**Tasks and exercises:**
[1] Answer these questions from the article analysis on design patterns in heuristic evaluation.
(a) What does RAA stand for?
(b) Whose library supplies the design patterns matched to Nielsen's heuristics?
(c) What kind of website was evaluated in the case study?
[2] Extend the article analysis on design patterns in heuristic evaluation by writing the next section after its last sentence.

[BEGIN Text excerpt]

Tag Archives: Jakob Nielsen

RAA: Using Design Patterns in Heuristic Evaluation

RAA stands for: Research Article Analysis

Paper discussed:

Botella, F., Gallud, J. A., & Tesoreiro, R. (2011). Using Interaction Patterns in Heuristic Evaluation. In A. Marcus (Ed.), Design, User Experience, and Usability. Theory, Methods, Tools and Practice (Vol. 6769, pp. 23-32). Berlin, Heidelberg: Springer Berlin Heidelberg. Retrieved from http://www.springerlink.com.login.ezproxy.lib.purdue.edu/content/t346743643602746/

1. Purpose of the research:

Proposes a method to use interaction patterns in heuristic evaluation, in order to facilitate the process of heuristic evaluation as well as improve the output of heuristic evaluation in terms of providing redesign advice.

2. Methods:

The authors overviewed the use of heuristic evaluation as usability inspection methods and the prevalence of using design patterns in interface design respectively, and came up with the idea of mapping Nielsen’s heuristics with subsets of design patterns from Welie’s library. This approach seeks to find the correspondence between each heuristic and one or more design patterns, as showed below. The paper also claimed after several evaluation cycles, a refined correlation will be gained.

Mapping of heuristics and design patterns

Mapping of heuristics and design patterns

3. Main Findings:

A case study of heuristic evaluation of a university website using the proposed method shows it is easier to find direct solutions for usability problems found by evaluators.

[END Text excerpt]
[BEGIN Given information]

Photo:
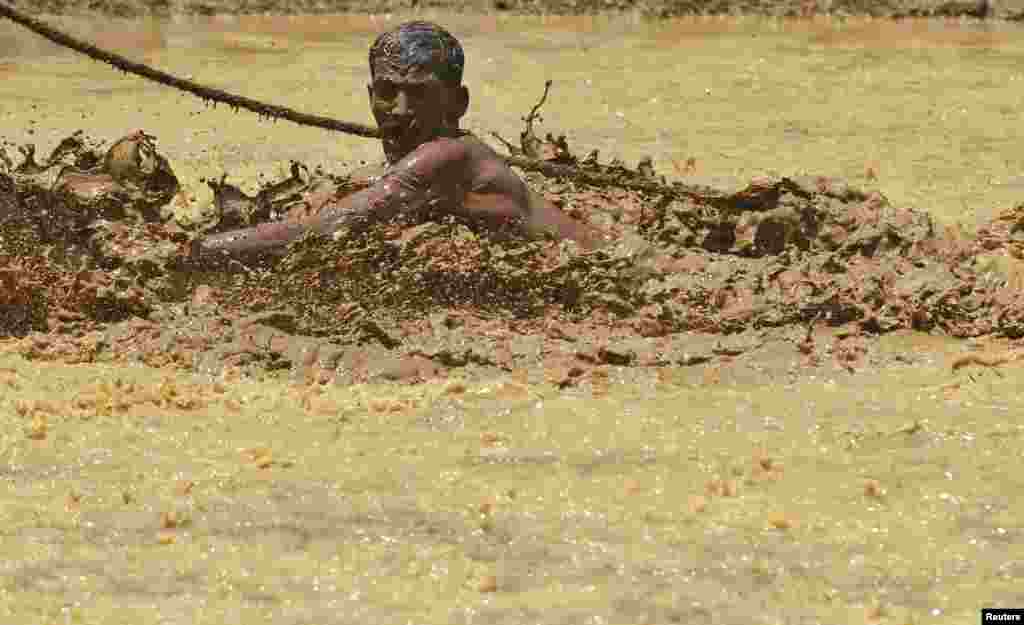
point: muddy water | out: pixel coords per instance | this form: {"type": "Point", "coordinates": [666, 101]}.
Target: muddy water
{"type": "Point", "coordinates": [739, 493]}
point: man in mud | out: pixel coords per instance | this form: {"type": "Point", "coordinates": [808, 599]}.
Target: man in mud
{"type": "Point", "coordinates": [417, 96]}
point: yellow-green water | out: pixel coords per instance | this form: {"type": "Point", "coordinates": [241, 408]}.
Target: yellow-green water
{"type": "Point", "coordinates": [890, 495]}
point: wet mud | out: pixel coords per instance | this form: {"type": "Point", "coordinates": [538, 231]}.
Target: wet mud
{"type": "Point", "coordinates": [783, 277]}
{"type": "Point", "coordinates": [1008, 9]}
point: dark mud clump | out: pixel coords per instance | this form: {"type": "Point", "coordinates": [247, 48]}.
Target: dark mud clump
{"type": "Point", "coordinates": [783, 274]}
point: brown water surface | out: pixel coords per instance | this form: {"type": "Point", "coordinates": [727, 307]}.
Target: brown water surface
{"type": "Point", "coordinates": [744, 493]}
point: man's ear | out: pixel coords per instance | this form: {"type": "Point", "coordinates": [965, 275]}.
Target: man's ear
{"type": "Point", "coordinates": [461, 102]}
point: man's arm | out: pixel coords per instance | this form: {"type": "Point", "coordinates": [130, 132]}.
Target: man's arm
{"type": "Point", "coordinates": [408, 185]}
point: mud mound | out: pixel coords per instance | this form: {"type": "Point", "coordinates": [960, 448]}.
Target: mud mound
{"type": "Point", "coordinates": [691, 275]}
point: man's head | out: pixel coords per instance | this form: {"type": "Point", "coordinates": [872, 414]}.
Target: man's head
{"type": "Point", "coordinates": [416, 87]}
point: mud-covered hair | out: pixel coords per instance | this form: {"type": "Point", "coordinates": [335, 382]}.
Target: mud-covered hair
{"type": "Point", "coordinates": [419, 44]}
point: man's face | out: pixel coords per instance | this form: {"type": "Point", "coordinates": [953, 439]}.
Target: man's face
{"type": "Point", "coordinates": [413, 106]}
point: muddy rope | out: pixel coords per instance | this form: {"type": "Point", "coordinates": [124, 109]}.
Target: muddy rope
{"type": "Point", "coordinates": [551, 170]}
{"type": "Point", "coordinates": [207, 93]}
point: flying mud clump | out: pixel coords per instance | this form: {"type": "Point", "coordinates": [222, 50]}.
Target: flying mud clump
{"type": "Point", "coordinates": [93, 266]}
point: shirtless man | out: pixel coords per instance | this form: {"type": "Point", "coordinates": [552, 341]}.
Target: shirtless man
{"type": "Point", "coordinates": [418, 98]}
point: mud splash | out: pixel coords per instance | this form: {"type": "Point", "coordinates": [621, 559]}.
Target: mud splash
{"type": "Point", "coordinates": [793, 273]}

[END Given information]

**Set of answers:**
[1]
(a) Research Article Analysis
(b) Welie's
(c) A university website

[2]
4. Analysis:

After I re-read Nielsen’s procedure of conducting heuristic evaluation, I figured out that this paper is trying to fill the gap Nielsen mentioned as “Heuristic evaluation does not provide a systematic way to generate fixes to the usability problems or a way to assess the probable quality of any redesigns”. I appreciate the authors effort in mapping Nielsen’s heuristics with design patterns, trying to offer a systematic solution to the problem, but I think it a little bit forced to combine them in this way.

First of all, I think seeking redesign solutions through the successful examples is a common sense, and the use of pattern library as a reference could be a good idea (which might have already been widely used). But I am not sure how practical and efficient to use the mapping methods proposed in this paper as an evaluation step. After all, Nielsen’s heuristics is subjective, Welie’s patterns categories are subjective, and this mapping between them is subjective, it might be hard and unnatural to force people understanding and accepting the mapping. At least, as I looked at the mapping figure, I could not tell directly and clearly the relationship between the left column and right column. With a specific usability problem found, I would say it is more straight forward to find corresponding examples directly in the pattern library.

Anyway, I will try to test this idea when I do my heuristic evaluation, with questions like this: Is the mapping a redundant step? Will it be easier to locate solutions directly in the pattern library without mapping to their categories first?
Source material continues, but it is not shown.